Text passage:
It's also worth noting that China doesn't recognise dual citizenship, and that Hong Kong citizens (not sure about Macau and Taiwan, but I wouldn't be surprised if this applied to them too) are considered mainland citizens once in the mainland. So I, for example, wouldn't be able to appeal to the Canadian embassy if anything happened.
Given that, even if someone stayed abroad long enough to gain a second citizenship, they'd have to give up their Chinese citizenship in order to avoid risking being "escorted home".
Sometimes even that isn’t enough:
That said, I have come to empathize with the disadvantaged side. When you have the information about the Tiananmen massacre, oppression in Urumqi, and everything else available through non-state-controlled sources; you see your home headed to join that system (a completely another country compared to 150 years ago); and you are facing a formidable entity well-versed in informational warfare and with extensive control over media—even if I condemn particular actions, I would find it hard to judge you for attempting to employ any means you find available, including one-sided reporting.

Data listing:
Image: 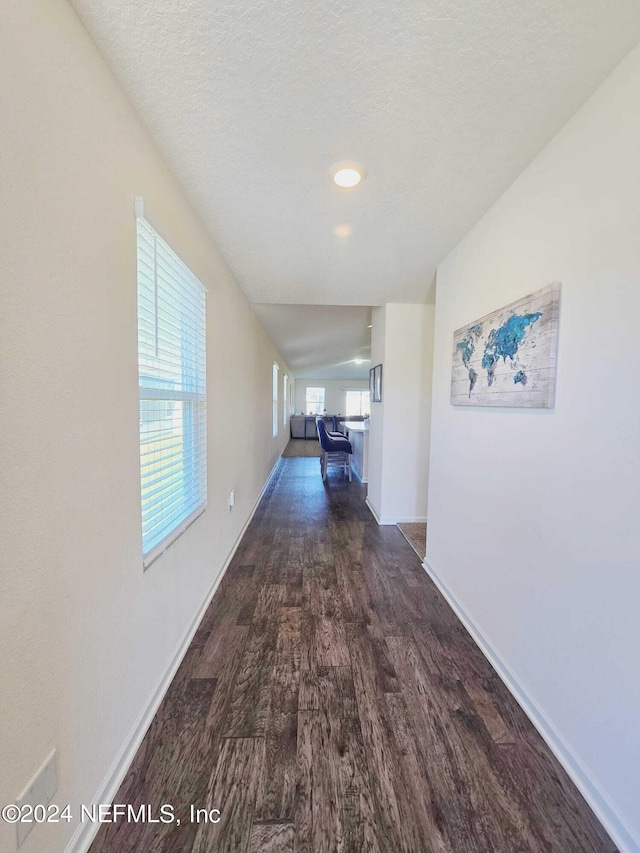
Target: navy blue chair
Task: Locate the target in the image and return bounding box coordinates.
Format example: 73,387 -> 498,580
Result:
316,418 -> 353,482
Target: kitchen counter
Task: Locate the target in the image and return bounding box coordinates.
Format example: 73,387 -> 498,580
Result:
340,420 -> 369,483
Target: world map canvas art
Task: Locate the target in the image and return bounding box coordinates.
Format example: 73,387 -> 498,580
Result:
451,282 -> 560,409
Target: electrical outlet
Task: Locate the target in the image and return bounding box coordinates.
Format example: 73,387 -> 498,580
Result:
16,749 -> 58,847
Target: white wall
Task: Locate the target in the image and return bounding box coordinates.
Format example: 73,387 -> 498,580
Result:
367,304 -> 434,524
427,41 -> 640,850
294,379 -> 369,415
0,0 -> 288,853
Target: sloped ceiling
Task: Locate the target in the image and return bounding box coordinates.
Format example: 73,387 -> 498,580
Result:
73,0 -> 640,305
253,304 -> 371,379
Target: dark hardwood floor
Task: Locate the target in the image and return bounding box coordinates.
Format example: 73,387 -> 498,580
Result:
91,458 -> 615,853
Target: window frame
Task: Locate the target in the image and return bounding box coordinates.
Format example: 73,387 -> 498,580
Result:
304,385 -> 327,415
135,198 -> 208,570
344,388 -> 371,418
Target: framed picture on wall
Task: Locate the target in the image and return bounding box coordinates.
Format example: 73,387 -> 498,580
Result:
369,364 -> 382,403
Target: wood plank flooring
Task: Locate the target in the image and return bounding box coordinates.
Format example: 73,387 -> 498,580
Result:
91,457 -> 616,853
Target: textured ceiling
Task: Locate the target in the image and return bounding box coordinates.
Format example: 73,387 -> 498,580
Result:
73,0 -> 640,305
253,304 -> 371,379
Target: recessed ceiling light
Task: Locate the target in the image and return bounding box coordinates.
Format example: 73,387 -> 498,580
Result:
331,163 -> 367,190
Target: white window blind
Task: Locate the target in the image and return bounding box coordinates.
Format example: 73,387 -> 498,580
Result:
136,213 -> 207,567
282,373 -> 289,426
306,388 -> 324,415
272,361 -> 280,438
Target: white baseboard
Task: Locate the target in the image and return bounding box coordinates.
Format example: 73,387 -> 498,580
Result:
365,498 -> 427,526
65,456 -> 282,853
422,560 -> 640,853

--

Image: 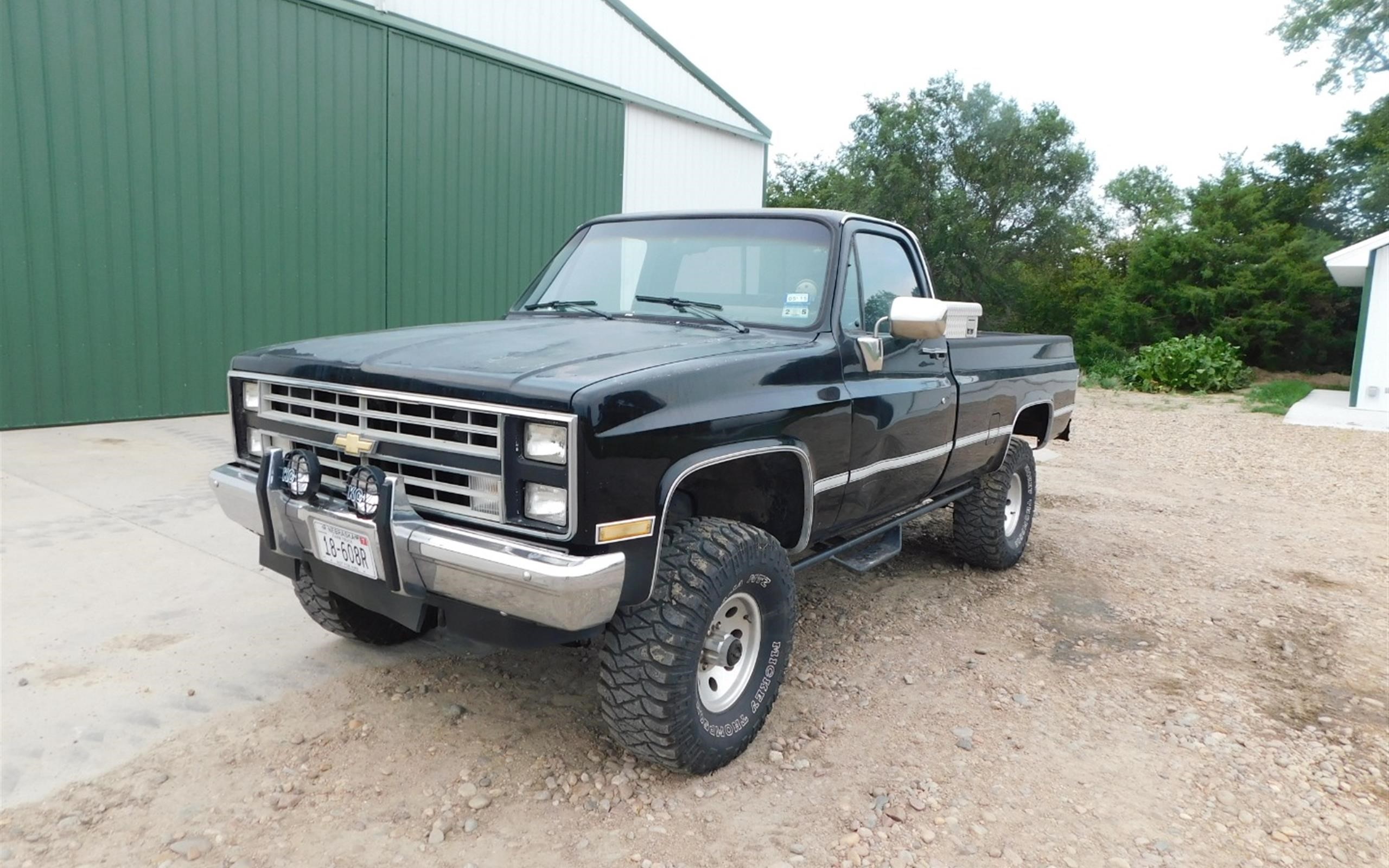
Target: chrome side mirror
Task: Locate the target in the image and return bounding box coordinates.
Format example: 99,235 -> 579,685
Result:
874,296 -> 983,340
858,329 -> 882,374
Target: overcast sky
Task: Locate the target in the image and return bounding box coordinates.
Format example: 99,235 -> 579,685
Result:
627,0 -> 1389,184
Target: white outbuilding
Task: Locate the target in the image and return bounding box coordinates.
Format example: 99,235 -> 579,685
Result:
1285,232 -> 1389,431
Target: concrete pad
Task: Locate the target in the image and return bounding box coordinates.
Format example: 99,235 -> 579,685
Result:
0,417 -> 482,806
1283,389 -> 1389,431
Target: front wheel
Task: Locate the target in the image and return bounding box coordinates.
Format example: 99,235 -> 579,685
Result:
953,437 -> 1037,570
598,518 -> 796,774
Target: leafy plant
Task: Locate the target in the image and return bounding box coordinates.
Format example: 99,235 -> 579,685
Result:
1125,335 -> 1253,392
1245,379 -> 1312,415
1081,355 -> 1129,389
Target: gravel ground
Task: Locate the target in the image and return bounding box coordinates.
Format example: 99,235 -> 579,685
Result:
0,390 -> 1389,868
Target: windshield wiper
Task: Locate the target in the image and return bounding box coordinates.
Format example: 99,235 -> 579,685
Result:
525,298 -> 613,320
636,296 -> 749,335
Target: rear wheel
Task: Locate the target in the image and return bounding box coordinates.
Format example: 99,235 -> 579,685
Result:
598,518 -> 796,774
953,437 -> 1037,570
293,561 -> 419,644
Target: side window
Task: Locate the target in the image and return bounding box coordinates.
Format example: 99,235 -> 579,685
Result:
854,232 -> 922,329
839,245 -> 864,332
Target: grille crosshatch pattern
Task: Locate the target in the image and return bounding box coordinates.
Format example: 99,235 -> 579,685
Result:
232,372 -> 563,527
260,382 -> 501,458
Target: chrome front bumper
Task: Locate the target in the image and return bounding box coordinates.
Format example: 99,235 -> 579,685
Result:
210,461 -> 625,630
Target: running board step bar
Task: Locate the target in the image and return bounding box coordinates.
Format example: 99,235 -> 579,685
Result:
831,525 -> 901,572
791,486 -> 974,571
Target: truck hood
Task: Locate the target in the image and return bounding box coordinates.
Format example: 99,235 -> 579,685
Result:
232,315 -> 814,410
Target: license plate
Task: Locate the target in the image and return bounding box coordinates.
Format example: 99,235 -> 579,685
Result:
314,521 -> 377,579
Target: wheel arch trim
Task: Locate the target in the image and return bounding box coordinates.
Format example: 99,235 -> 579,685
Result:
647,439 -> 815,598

==

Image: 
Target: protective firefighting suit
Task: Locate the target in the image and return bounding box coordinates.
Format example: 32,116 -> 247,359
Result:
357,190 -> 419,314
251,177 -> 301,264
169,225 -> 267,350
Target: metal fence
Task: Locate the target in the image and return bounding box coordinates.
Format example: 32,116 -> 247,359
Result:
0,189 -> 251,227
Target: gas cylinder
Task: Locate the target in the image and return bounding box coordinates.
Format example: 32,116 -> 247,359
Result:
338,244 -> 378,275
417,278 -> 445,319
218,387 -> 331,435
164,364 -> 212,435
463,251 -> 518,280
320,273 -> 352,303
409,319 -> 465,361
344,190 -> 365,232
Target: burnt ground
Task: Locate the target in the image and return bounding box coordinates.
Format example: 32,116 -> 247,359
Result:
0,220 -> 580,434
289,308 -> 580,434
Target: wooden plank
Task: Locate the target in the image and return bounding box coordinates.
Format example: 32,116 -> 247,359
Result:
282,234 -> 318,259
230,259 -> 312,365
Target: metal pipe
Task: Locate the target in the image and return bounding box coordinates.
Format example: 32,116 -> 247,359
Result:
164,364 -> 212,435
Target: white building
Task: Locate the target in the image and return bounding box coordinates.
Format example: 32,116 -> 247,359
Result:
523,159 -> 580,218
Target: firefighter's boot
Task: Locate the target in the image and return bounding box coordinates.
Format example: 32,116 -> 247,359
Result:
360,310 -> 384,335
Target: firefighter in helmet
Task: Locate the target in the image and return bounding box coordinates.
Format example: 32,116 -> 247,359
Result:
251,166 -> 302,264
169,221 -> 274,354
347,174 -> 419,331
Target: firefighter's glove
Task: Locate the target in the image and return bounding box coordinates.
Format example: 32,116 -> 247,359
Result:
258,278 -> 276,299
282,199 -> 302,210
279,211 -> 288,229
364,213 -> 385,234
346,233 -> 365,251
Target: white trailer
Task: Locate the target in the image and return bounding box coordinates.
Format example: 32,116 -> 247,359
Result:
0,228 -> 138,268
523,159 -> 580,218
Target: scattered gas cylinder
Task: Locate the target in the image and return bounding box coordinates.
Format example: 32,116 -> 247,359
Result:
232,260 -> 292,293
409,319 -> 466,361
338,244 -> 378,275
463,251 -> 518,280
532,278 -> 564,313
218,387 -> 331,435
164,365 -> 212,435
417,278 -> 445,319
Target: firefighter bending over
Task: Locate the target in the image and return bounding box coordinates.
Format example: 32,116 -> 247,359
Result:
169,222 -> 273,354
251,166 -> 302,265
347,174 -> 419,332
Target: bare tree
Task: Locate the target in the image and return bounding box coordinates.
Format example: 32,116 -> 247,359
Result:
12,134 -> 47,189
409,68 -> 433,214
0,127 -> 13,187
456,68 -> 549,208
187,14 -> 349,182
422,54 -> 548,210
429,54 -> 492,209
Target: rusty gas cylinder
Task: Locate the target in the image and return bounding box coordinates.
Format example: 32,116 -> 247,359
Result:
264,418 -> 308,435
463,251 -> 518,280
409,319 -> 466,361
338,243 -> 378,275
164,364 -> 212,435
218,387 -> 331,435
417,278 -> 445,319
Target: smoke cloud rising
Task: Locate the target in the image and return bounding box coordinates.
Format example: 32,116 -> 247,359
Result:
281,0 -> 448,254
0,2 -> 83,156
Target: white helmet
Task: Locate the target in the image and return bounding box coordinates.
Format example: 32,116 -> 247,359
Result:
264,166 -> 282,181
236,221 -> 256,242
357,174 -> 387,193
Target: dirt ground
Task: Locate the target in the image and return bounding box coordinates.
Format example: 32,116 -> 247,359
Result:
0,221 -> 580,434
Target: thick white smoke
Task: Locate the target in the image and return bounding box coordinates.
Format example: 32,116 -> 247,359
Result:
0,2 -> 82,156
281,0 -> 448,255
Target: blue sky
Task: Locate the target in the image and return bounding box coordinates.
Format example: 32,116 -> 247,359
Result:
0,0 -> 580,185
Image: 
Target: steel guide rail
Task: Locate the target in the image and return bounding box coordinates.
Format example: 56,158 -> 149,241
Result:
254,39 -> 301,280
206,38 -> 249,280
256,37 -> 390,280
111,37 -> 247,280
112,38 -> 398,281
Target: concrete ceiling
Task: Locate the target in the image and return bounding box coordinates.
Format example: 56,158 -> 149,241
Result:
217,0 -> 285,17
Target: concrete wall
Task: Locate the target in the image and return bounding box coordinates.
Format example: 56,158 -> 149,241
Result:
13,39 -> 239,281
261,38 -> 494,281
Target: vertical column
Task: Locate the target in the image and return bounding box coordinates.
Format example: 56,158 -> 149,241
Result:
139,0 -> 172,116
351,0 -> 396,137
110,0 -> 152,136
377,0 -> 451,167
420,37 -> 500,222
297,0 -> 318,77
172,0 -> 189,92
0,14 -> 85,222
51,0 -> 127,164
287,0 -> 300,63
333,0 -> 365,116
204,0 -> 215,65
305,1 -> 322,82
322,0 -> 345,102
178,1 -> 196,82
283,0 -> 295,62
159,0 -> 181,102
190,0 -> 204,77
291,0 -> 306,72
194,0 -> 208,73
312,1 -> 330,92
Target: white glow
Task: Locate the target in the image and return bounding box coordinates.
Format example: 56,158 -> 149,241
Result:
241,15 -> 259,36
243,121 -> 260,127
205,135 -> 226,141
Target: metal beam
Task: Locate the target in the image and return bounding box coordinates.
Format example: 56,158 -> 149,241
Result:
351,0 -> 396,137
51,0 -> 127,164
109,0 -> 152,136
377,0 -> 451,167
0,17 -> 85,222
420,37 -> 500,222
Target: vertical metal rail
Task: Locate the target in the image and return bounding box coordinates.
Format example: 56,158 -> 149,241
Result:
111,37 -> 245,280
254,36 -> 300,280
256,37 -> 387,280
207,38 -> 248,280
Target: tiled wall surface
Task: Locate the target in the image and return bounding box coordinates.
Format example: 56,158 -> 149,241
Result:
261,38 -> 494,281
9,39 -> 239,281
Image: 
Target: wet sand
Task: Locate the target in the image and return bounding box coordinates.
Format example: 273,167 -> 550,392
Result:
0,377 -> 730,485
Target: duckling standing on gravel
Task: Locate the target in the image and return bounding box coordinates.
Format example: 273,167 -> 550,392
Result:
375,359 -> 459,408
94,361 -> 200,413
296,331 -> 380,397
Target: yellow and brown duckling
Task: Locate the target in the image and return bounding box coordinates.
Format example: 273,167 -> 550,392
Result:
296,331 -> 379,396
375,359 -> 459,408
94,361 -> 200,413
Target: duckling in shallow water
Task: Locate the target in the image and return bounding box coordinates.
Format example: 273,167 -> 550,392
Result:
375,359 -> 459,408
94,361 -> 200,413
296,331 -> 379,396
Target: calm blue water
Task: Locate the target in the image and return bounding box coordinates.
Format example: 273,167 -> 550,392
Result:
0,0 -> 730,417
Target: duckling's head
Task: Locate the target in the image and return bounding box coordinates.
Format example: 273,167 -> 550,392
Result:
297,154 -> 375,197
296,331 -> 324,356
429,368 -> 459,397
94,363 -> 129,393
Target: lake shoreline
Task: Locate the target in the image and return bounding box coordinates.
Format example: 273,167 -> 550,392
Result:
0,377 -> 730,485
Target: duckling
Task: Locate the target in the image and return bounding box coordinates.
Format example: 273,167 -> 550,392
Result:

Problems to work on:
[a] According to the passage on Chinese citizenship above, what does China not recognize?
[b] Copy the portion of the passage on Chinese citizenship between "Sometimes even that" and "including one-sided reporting.", inclusive.

Answers in order:
[a] Dual citizenship.

[b]
Sometimes even that isn’t enough:
That said, I have come to empathize with the disadvantaged side. When you have the information about the Tiananmen massacre, oppression in Urumqi, and everything else available through non-state-controlled sources; you see your home headed to join that system (a completely another country compared to 150 years ago); and you are facing a formidable entity well-versed in informational warfare and with extensive control over media—even if I condemn particular actions, I would find it hard to judge you for attempting to employ any means you find available, including one-sided reporting.